### TASK INSTRUCTIONS
Extract every entry below and copy each of its lines word for word, with nothing changed.

### DATASET EXCERPTS
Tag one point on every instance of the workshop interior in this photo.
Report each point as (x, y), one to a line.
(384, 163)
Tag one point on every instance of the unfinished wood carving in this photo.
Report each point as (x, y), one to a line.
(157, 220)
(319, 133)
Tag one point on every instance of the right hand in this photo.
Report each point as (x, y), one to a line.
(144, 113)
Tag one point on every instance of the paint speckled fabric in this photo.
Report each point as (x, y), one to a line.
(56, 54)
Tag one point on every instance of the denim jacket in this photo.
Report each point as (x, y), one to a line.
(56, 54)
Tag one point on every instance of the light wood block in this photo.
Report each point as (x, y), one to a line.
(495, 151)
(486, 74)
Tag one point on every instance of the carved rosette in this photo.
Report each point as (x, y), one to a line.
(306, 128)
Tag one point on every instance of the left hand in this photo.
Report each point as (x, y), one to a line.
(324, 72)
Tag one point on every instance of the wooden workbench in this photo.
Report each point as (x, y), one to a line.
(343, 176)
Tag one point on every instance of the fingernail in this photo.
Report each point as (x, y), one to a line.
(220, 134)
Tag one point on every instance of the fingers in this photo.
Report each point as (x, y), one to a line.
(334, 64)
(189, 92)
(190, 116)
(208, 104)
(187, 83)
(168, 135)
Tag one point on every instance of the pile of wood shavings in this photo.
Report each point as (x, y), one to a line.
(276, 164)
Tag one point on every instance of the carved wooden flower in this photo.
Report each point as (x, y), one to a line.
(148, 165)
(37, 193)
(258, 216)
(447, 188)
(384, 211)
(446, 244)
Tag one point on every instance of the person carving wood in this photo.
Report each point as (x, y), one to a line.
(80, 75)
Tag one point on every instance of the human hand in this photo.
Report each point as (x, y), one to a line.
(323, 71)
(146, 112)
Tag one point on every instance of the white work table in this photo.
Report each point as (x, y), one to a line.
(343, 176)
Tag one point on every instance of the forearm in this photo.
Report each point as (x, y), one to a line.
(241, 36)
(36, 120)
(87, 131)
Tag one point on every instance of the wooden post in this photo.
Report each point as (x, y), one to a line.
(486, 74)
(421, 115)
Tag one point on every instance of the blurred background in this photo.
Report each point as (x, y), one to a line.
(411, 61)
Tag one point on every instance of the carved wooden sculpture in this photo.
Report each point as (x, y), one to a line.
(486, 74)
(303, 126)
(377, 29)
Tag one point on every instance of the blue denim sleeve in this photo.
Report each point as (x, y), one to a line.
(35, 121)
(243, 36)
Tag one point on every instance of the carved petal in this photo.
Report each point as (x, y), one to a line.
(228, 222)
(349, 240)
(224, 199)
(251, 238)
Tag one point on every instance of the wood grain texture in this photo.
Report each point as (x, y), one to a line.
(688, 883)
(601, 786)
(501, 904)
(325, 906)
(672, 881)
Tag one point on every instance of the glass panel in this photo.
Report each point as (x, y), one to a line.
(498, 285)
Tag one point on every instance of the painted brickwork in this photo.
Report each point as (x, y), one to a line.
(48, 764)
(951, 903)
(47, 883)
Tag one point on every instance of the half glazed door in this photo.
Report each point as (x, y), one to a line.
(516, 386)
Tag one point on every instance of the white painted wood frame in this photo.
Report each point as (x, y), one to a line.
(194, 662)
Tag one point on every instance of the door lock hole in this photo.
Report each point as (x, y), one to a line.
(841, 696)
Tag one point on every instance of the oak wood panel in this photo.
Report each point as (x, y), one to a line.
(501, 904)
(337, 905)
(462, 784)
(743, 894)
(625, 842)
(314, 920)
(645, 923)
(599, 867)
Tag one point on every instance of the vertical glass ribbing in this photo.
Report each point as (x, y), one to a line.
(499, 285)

### TASK ANSWER
Tag one point on every instance of the workshop interior in this photo.
Report each point as (x, y), one to a line.
(384, 163)
Tag one point on every instance of the unfinished wood carving in this photo.
Report each point as (x, y), one to a line.
(157, 220)
(319, 133)
Tag one point on every instance of the right hand in this photo.
Report each point as (x, y), one to a line.
(144, 113)
Tag one point on every instance of the paint speckled fabric in this photo.
Report each point as (x, y), one to a line.
(56, 54)
Tag one point on every instance of the denim jacket in this photo.
Report each point as (x, y), one to a line.
(56, 54)
Tag one point on every instance of the light wood block in this photo.
Report each point as (x, y), one to a line.
(495, 151)
(486, 74)
Tag one point on every instance of the carved rosette in this photo.
Report each point as (x, y), one to a line.
(306, 128)
Tag one point on every instance of the left hand in this photo.
Report each point as (x, y), one to a line.
(324, 72)
Tag one point on every instance of the wooden workbench in this photo.
Report each point as (x, y), one to a line.
(343, 176)
Tag one point on every instance of the fingernail in this photo.
Report each point as (x, y), one to a line.
(220, 134)
Tag one point on every instance of the fingers in this photo.
Report each point as (x, y), one to a line.
(334, 64)
(189, 92)
(190, 116)
(208, 104)
(187, 83)
(168, 135)
Tag one point on every instance of the pile of wood shavings in this photo.
Report each point as (x, y), one to a line.
(276, 164)
Tag one point on every instance of the carved wooden flower in this photo.
Report each point as (x, y), one to a line.
(148, 165)
(37, 193)
(258, 216)
(447, 188)
(384, 211)
(446, 244)
Tag one point on every instance of the person carving wood in this photo.
Report each point as (x, y), one to a line.
(80, 75)
Tag one point on every instance of the human hand in this photo.
Report each point as (x, y), one to a line.
(323, 71)
(146, 112)
Tag one point on every instance of the white work table in this photo.
Report each point as (x, y), one to a line.
(343, 176)
Tag one point on every instance of the forearm in this photo.
Report each point as (x, y), one to a line.
(241, 36)
(36, 120)
(87, 131)
Tag one point on every instance of the wooden post in this photo.
Report each point as (x, y), one to a line.
(486, 74)
(421, 115)
Tag one point on every instance of the blurred background in this photo.
Report each point as (x, y), one to a line.
(411, 61)
Tag one point on every instance of the carved wooden sculpture in this photo.
Report each point as (x, y), one to a line.
(486, 74)
(303, 126)
(377, 29)
Tag one point on every instance of the blue denim sleeve in this photo.
Report each point as (x, y), one to a line.
(35, 121)
(243, 36)
Tag one point on every instance of the carved petal in this photo.
Report each point as (x, y), one to a line.
(228, 222)
(349, 240)
(224, 199)
(251, 238)
Tag one point on every instance of the wood grain texture in this photo.
Report each point as (x, y), one to a line.
(688, 883)
(601, 786)
(501, 904)
(325, 906)
(672, 881)
Tag one point on every instance of the glass panel in this photo.
Report each point as (x, y), one to a line.
(498, 285)
Tag one point on every instance of the painted brickwork in this photo.
Report each point as (x, y), one to a line.
(48, 764)
(951, 903)
(47, 883)
Tag one point on every instance of the half glazed door in this photo.
Report each point as (x, y), one to a line.
(516, 386)
Tag one point on every instance of the white painted wood frame in this photo.
Report each point as (x, y), one to a line.
(194, 662)
Tag one point on every instance of the door lock hole in this photo.
Report each point as (x, y), one to a line.
(841, 696)
Tag one point on every instance of the oak wood panel in this photo.
Report each point as (x, y), one to a line.
(501, 904)
(337, 905)
(462, 784)
(743, 894)
(625, 842)
(314, 920)
(645, 923)
(599, 867)
Tag one point on every instance of the vertical glass ribbing in this photo.
Report each point as (x, y), one to a line.
(499, 285)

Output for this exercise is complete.